**RECORDS FOR THIS TASK:**
──────────────────────────────

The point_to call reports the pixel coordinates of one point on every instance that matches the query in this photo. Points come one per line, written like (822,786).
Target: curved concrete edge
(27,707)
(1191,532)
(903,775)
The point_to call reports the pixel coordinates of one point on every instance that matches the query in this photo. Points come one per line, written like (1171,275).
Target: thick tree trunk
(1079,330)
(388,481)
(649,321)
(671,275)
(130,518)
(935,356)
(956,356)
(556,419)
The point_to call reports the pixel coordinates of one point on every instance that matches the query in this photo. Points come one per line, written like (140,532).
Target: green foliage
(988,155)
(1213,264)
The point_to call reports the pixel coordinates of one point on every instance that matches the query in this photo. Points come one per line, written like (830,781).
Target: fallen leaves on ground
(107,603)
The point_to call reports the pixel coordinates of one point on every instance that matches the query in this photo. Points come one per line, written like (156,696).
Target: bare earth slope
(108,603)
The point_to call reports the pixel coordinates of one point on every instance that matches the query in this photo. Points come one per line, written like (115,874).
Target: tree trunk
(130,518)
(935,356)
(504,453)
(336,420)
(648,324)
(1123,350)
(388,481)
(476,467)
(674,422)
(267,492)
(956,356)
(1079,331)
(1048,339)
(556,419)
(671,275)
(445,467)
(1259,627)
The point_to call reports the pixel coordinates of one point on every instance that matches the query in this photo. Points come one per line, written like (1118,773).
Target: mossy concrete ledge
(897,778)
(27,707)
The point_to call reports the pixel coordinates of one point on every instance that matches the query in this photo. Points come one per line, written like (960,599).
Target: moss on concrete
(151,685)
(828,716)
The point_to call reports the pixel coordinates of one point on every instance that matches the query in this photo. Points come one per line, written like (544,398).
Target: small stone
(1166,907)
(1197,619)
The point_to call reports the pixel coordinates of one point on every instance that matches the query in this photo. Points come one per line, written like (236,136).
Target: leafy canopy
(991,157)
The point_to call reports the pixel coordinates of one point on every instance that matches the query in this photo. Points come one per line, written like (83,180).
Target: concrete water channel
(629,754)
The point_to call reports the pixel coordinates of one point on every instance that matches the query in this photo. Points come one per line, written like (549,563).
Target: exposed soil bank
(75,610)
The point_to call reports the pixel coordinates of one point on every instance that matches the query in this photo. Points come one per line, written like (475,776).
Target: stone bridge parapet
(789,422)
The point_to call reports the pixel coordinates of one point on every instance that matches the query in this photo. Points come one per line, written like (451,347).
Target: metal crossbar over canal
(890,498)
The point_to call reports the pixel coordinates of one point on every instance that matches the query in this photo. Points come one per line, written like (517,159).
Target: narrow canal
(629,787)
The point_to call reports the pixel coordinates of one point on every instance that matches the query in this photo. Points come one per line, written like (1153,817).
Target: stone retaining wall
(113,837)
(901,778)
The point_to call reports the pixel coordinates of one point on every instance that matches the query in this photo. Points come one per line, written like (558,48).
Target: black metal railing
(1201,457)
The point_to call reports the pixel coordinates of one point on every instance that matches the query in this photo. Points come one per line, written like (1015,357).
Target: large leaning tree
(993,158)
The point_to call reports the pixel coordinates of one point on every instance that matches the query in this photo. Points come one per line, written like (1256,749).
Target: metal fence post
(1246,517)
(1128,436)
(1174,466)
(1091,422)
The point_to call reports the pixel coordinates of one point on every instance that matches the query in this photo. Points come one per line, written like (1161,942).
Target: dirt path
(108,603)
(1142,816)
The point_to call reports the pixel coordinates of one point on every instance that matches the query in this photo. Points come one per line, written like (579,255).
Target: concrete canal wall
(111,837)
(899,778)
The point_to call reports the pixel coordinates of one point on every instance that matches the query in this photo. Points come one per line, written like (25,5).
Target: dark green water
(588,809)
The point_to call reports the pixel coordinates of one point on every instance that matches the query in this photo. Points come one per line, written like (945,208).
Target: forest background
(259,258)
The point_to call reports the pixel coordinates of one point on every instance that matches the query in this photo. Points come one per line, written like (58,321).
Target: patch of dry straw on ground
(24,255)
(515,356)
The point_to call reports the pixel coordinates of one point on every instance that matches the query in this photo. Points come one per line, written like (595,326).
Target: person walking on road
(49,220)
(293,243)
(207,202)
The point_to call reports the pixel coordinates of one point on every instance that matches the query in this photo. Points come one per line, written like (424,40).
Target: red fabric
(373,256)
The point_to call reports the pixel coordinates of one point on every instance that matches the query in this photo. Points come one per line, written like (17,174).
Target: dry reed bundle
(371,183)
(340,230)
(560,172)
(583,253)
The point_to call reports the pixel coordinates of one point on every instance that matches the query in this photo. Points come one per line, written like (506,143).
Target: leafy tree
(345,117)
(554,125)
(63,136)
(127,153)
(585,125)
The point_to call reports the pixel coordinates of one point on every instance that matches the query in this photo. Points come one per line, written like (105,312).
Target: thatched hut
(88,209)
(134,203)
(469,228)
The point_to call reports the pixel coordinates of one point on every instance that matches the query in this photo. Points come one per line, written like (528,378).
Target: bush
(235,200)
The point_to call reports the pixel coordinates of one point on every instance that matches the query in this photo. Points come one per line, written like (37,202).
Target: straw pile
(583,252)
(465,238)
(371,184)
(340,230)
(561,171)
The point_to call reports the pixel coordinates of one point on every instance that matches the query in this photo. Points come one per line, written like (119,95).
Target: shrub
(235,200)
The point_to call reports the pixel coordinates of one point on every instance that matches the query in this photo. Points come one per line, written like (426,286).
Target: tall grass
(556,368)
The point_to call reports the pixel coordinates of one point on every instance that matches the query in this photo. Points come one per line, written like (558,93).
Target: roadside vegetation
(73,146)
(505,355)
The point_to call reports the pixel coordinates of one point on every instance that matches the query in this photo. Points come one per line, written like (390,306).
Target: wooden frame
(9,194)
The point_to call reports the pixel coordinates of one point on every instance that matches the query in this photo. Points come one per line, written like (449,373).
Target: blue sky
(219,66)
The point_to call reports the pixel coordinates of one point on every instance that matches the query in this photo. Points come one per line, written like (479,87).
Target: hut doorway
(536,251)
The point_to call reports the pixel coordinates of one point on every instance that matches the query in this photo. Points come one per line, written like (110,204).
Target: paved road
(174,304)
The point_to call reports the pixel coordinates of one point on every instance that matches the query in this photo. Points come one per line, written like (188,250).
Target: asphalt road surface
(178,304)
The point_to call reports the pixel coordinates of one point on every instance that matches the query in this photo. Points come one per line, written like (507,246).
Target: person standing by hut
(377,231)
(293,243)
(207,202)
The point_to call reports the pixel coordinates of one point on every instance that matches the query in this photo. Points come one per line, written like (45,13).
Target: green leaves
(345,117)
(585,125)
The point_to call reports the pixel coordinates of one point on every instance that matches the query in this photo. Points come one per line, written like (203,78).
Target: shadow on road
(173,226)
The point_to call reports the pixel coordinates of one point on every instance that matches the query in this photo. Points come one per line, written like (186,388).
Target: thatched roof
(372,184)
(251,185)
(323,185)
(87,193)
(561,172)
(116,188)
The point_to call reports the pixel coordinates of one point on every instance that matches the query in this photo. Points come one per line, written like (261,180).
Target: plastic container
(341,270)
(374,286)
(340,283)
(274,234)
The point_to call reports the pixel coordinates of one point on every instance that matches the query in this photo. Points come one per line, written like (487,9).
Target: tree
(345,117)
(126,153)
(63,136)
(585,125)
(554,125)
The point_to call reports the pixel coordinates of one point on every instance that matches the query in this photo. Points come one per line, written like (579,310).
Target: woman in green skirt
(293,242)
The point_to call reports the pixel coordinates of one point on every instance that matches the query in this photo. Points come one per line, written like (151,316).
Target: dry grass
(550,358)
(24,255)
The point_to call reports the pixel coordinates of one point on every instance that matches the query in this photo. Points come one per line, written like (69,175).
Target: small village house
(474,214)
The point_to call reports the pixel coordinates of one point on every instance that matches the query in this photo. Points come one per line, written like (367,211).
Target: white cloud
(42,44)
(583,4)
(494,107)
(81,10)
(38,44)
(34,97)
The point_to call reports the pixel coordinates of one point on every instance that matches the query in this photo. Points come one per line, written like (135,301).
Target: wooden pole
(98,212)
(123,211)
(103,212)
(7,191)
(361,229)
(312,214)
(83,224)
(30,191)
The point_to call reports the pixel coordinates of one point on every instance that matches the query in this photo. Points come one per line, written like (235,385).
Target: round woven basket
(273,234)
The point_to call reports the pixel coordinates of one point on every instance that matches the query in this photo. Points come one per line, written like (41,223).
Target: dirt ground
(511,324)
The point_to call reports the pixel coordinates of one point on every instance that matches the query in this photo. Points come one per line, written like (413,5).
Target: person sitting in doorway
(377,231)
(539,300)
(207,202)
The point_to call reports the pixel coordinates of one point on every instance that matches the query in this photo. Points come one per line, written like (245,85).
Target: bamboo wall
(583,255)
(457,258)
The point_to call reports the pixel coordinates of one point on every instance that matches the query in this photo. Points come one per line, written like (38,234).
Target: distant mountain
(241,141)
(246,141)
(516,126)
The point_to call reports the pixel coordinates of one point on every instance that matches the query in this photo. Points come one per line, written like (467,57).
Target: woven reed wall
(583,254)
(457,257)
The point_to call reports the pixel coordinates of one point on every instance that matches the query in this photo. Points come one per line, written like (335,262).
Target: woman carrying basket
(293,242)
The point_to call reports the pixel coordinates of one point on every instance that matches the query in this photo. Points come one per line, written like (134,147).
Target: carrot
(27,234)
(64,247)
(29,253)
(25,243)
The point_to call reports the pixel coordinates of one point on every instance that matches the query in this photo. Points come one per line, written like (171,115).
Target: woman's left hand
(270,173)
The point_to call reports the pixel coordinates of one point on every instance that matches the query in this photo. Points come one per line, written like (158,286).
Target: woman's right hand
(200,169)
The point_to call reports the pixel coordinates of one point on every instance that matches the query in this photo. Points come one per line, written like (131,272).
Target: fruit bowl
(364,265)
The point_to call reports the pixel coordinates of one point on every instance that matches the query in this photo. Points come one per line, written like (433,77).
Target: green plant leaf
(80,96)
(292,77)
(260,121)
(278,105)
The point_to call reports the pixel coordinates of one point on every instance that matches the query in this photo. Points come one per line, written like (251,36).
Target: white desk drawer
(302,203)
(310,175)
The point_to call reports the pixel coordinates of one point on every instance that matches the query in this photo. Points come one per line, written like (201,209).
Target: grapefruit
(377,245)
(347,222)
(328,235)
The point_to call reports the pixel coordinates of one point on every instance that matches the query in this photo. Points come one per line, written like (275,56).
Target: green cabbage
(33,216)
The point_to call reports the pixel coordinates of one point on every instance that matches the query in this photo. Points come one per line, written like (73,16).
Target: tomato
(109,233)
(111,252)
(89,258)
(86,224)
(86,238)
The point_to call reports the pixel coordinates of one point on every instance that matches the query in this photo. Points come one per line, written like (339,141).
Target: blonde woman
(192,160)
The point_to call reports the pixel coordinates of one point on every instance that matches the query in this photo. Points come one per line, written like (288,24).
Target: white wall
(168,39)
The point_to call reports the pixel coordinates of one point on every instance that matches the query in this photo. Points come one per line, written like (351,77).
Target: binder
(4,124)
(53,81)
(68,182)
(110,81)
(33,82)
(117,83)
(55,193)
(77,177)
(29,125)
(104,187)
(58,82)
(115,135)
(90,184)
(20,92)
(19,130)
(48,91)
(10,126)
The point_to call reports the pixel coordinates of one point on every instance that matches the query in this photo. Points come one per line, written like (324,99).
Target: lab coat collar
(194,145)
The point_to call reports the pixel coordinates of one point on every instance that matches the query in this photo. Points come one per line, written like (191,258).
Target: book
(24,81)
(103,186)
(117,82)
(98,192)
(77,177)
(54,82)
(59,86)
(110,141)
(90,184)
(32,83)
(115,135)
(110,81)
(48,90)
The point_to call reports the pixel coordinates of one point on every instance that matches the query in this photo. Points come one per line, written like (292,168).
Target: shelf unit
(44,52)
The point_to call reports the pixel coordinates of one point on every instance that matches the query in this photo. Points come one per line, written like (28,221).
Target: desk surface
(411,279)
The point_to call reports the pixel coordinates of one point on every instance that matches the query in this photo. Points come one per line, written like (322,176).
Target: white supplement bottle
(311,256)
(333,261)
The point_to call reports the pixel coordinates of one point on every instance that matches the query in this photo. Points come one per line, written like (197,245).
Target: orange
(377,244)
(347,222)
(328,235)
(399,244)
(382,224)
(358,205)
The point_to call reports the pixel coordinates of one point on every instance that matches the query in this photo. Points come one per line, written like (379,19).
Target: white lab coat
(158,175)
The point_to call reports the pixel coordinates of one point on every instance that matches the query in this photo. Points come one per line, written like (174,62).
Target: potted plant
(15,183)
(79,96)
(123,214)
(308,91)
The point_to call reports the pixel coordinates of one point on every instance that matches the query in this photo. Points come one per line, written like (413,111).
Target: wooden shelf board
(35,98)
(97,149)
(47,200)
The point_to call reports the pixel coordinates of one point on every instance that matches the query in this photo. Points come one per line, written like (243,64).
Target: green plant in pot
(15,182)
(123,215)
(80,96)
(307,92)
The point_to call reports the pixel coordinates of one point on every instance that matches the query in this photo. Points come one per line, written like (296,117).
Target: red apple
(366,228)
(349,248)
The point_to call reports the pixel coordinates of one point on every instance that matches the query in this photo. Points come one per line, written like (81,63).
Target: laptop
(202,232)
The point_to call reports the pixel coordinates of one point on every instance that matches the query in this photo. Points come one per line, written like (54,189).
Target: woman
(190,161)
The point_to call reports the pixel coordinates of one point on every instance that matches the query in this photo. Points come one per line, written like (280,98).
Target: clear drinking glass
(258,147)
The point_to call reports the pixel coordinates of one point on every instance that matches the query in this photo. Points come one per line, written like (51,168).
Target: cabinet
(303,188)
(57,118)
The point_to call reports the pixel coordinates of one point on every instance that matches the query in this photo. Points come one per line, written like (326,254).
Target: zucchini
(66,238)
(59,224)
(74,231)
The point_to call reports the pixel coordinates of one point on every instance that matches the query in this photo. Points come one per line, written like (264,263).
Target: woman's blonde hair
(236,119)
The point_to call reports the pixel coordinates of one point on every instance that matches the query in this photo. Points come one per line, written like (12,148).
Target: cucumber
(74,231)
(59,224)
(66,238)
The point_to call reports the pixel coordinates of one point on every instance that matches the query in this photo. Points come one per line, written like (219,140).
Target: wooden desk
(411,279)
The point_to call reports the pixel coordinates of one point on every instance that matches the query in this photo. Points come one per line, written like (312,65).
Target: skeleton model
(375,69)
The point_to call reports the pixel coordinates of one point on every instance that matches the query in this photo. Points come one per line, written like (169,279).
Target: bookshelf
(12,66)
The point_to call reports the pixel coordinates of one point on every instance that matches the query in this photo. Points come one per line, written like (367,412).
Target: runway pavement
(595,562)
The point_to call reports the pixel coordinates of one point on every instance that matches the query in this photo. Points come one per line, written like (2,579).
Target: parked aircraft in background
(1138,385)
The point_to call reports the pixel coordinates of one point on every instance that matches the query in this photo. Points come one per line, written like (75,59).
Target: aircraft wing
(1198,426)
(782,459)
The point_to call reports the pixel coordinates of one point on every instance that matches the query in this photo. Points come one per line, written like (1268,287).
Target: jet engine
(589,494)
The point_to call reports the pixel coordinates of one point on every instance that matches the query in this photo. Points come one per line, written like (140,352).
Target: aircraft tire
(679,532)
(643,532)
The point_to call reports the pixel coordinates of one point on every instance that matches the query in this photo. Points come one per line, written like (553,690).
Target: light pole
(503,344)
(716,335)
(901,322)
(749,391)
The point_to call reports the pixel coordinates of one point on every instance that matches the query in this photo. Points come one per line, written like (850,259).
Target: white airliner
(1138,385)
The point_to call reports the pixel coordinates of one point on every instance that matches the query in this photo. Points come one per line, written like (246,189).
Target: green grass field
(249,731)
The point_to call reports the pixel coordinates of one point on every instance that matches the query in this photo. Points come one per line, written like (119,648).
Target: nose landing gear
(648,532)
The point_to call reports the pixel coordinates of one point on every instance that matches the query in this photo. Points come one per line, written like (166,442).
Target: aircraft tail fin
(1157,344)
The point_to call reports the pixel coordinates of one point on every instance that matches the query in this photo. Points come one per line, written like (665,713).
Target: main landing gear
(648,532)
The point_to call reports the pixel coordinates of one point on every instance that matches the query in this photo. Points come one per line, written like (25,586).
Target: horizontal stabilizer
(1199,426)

──────────────────────────────

Return, unchanged, each line from the line containing "written like (75,59)." through the last line of the material.

The point_to call reports the pixel coordinates of one point on every instance that matches the query in this photo. Points come one per line, written like (75,59).
Target: aircraft wing
(1198,426)
(782,459)
The point_to call reports the pixel coordinates of one point on every instance that matches the query in this photo. Points come one per line, written like (1268,287).
Target: jet engine
(589,494)
The point_to call reports the pixel coordinates of one point on every instance that matches the query in this photo. Points come one per line, written like (140,352).
Target: aircraft tire
(679,532)
(643,532)
The point_to call reports the pixel coordinates of one point on every instance that matches the query in this photo. Points come one per line, written like (553,690).
Target: light pole
(503,344)
(716,335)
(901,322)
(749,391)
The point_to call reports the pixel coordinates of one point on every instance that matches the query in this photo. Points come one per line, written like (850,259).
Target: white airliner
(1138,385)
The point_to call reports the pixel coordinates of one point on every instance that matches the query in this photo. Points come one per line, written like (246,189).
Target: green grass field
(249,731)
The point_to call reports the pixel coordinates of one point on every instance that matches the query in this photo. Points come one per line, written like (119,648).
Target: nose landing gear
(648,532)
The point_to call reports the pixel coordinates of one point on every instance that matches the query in this photo. Points come one per line, written like (166,442).
Target: aircraft tail fin
(1157,344)
The point_to call reports the pixel coordinates of one point on every instance that matches the query in this photo. Points come one per line, written like (665,713).
Target: main landing gear
(648,532)
The point_to call reports the pixel coordinates of one point on every instance that matches the query in this photo. Points come one per line, written like (25,586).
Target: horizontal stabilizer
(1199,426)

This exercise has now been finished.